Secondo l'articolo sulla visita di Zelensky a Washington, quanto vale l'ultimo pacchetto di aiuti su cui deve votare il Congresso?

───── Testo fornito

Il messaggio di Zelensky e Biden insieme a Putin e al mondo

Paola Peduzzi

Il presidente ucraino è a Washingotn per incontrare il presidente americano. Il Congresso è chiamato a votare sull'ultimo pacchetto di aiuti del valore di 44 miliardi, si decide anche l'invio dei missili Patriot

L’arrivo di Volodymyr Zelensky a Washington, la prima visita fuori dai confini ucraini da quando Vladimir Putin ha invaso il suo paese, conferma il ruolo dell’America come arsenale globale della democrazia e il ruolo di Joe Biden come principale, solido, attivissimo alleato dell’Ucraina e come straordinario tessitore dell’alleanza occidentale. Qualcuno oggi evocava l’arrivo di Churchill a Washington nel Natale del 1941, pochi giorni dopo l’attacco dei giapponesi a Pearl Harbor: lì si consolidò l’asse che avrebbe vinto la Seconda guerra mondiale contro il nazismo e che avrebbe costruito l’ordine liberale del mondo in cui ancora viviamo. 

Al di là della storia e della retorica, l’incontro tra Zelensky e Biden serve a ricordare che la battaglia per la sopravvivenza dell’Ucraina contro l’aggressione russa è la battaglia di tutti noi per la difesa della democrazia contro l’aggressione del totalitarismo. Gli Stati Uniti sono i principali sostenitori di Kyiv in termini militari, finanziari e umanitari: se il Congresso voterà a favore dell’ultimo pacchetto di aiuti del valore di 44 miliardi di dollari, lo sforzo complessivo di Washington supererà 100 miliardi di dollari in dieci mesi e quattro tranche. 

L’ultimo pacchetto in discussione comprende due miliardi di dollari in armi, compresi i tanto attesi Patriot, che servono all’Ucraina per contrastare la campagna di bombardamenti di Putin che va avanti indefessa da settimane, che ha fatto danni enormi alle infrastrutture, che costringe gli ucraini al freddo e al gelo e che sta alzando in modo incontrollabile il costo della ricostruzione.

──────────
───── Voci fornite

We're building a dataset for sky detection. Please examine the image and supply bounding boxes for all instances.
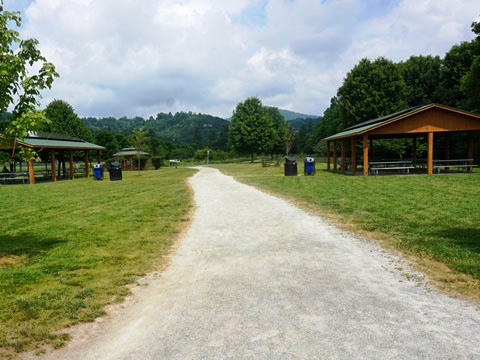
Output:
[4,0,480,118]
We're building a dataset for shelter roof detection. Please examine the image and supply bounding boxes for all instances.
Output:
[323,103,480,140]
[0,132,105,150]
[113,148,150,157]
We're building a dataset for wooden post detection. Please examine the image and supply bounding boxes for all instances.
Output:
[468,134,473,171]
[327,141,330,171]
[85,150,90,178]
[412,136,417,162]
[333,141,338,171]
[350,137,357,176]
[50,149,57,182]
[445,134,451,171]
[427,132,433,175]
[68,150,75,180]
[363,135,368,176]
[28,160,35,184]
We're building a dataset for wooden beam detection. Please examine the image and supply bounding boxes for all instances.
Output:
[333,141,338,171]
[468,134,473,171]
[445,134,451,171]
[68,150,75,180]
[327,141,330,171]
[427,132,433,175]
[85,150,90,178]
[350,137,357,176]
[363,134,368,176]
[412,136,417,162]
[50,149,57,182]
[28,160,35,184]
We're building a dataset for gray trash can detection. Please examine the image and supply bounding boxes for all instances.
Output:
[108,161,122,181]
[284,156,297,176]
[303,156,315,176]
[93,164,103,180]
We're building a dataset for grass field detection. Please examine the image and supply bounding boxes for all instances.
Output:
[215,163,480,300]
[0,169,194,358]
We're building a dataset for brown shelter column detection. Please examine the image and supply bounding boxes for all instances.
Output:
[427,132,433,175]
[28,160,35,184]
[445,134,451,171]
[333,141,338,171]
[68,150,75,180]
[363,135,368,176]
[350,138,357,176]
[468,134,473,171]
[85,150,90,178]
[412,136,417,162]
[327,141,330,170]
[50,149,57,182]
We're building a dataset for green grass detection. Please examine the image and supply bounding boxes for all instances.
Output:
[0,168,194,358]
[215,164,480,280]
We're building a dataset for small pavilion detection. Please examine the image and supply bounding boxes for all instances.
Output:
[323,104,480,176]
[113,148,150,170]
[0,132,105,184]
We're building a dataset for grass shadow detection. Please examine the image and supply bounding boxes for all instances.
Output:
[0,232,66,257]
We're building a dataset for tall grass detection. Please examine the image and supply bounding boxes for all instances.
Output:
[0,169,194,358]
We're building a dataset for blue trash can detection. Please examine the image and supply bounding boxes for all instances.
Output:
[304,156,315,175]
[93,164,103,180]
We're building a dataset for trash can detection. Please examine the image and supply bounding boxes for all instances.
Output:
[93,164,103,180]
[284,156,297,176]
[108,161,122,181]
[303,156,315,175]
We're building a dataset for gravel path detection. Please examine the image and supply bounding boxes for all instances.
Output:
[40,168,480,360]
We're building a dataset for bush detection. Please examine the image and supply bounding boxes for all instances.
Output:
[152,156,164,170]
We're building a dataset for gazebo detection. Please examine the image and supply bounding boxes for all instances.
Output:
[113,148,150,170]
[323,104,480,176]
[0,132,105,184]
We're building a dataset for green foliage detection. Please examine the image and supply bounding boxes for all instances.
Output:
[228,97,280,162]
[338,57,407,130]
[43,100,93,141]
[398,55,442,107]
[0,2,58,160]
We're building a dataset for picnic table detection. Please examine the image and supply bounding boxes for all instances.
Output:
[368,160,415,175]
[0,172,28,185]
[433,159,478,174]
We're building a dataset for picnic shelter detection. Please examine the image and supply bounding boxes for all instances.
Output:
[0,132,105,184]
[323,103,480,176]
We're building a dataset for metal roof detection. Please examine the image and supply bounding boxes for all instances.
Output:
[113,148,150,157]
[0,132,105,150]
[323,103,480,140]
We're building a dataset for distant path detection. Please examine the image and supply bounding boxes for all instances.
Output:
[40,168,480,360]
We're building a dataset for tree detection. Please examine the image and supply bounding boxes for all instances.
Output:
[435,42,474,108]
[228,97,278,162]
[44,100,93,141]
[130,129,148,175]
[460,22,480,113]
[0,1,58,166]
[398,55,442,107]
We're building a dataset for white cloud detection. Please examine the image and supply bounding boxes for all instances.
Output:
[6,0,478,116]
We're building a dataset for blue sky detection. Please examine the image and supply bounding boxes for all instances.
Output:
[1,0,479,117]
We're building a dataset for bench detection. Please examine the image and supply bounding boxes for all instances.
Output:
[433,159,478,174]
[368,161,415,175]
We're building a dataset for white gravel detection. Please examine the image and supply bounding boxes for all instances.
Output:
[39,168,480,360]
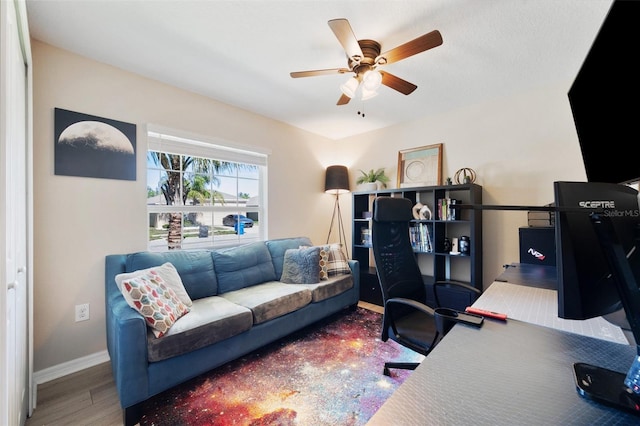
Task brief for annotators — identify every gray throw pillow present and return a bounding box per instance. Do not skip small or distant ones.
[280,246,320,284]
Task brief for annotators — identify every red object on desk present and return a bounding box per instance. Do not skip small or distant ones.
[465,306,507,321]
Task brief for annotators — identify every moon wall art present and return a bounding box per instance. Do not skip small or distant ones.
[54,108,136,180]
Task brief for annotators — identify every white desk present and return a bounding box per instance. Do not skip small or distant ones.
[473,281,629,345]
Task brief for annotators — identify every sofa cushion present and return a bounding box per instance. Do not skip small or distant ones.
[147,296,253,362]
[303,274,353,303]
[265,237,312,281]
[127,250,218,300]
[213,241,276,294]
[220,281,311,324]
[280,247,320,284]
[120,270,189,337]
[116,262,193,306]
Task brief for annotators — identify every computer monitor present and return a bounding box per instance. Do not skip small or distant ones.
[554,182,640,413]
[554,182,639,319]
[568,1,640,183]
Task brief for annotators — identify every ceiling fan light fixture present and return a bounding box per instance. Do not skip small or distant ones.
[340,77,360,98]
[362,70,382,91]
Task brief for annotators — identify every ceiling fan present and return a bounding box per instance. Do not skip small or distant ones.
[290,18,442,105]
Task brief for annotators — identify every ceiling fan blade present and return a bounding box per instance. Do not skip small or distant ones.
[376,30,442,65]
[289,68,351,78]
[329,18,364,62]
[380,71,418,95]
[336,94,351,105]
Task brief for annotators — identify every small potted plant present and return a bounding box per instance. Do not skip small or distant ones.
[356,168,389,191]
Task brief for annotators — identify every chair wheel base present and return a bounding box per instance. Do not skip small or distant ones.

──────────

▸ **Soluzione**
44 miliardi di dollari.